From the Wisdom of Jesus, Son of Sirach:
The leader of his brothers and the pride of his people
was the high priest, Simon son of Onias,
who in his life repaired the house,
and in his time fortified the temple.
When he put on his glorious robe
and clothed himself in perfect splendor,
when he went up to the holy altar,
he made the court of the sanctuary glorious.
(From the Daily Office Lectionary – Eccesiasticus 50:1,11 (NRSV) – November 7, 2014)
Tonight, as my diocese begins its annual governing convention in traditional fashion with a celebration of the Holy Eucharist, we will doing so in the context of an ordination – two ordinations, in fact, one to the diaconate and one to the presbyterate. This morning’s reading from Ben Sira is lengthy description of the glories of the ceremonial priesthood. One might have expected the church to have made this one of the potential readings for a presbyteral ordination, but in its wisdom, it has not.
My personal religious background is as the child of an inactive, not-quite-thoroughly-unchurched mixed marriage of a Disciple of Christ and a Methodist, the disinterested products of two decidedly American expressions of protestant evangelical Christianity. Until I was in high school my church attendance depended on which set of grandparents I was visiting; at home, church was out of the question. My grandparents’ churches were proudly non-ceremonial; the closest anyone came to wearing a vestment was the Methodist pastor’s doctoral gown.

Information given ::
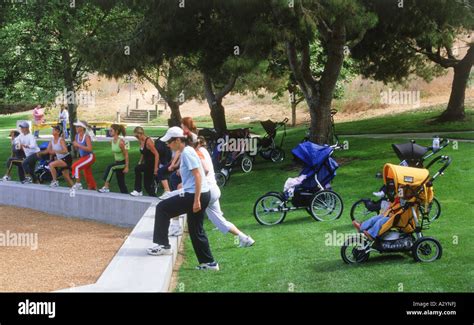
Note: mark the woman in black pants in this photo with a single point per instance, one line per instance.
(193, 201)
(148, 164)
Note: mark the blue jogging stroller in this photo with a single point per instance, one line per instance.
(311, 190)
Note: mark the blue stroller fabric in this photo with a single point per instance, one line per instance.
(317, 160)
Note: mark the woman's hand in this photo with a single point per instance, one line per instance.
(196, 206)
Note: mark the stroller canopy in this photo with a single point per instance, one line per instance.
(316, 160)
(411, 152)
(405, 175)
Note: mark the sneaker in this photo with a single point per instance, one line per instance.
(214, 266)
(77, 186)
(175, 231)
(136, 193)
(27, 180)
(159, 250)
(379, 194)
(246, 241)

==

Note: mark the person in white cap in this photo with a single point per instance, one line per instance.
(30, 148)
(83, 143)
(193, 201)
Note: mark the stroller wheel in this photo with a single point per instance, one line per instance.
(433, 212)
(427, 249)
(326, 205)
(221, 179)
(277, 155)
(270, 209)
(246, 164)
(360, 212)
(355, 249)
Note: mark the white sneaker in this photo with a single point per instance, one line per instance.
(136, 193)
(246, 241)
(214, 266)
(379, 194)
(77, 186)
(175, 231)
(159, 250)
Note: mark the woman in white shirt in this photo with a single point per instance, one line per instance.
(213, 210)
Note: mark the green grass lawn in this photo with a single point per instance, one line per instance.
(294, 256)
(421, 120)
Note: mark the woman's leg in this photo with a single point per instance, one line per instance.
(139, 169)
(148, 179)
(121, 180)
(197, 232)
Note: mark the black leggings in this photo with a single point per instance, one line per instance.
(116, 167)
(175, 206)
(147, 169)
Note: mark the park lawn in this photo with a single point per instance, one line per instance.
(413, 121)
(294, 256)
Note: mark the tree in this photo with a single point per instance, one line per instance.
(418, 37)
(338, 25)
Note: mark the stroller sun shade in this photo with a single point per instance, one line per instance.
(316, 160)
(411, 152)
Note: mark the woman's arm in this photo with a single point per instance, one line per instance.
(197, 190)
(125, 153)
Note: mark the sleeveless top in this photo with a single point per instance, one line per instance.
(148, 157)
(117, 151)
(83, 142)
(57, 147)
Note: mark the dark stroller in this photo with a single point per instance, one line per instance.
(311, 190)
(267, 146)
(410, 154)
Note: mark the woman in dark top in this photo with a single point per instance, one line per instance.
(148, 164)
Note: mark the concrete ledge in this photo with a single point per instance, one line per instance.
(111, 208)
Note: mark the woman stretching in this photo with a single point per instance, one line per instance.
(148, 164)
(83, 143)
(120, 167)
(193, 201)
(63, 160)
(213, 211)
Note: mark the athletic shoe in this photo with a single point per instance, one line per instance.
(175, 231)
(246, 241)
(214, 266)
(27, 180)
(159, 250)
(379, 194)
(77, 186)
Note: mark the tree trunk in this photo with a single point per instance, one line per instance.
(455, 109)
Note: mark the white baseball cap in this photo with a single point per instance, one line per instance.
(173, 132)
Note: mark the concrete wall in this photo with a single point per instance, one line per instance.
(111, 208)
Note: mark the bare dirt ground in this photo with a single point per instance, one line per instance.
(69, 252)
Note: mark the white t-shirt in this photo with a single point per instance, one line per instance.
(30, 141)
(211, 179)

Requirement A :: Pull from the Sirach reflection the stretch starting at "My personal religious" and ending at "pastor’s doctoral gown.".
Requirement B :: From the verses quoted in the Sirach reflection, list each thing Simon son of Onias is said to have done.

Complete output A ::
My personal religious background is as the child of an inactive, not-quite-thoroughly-unchurched mixed marriage of a Disciple of Christ and a Methodist, the disinterested products of two decidedly American expressions of protestant evangelical Christianity. Until I was in high school my church attendance depended on which set of grandparents I was visiting; at home, church was out of the question. My grandparents’ churches were proudly non-ceremonial; the closest anyone came to wearing a vestment was the Methodist pastor’s doctoral gown.

Complete output B ::
- Repaired the house
- Fortified the temple
- Put on his glorious robe
- Clothed himself in perfect splendor
- Went up to the holy altar
- Made the court of the sanctuary glorious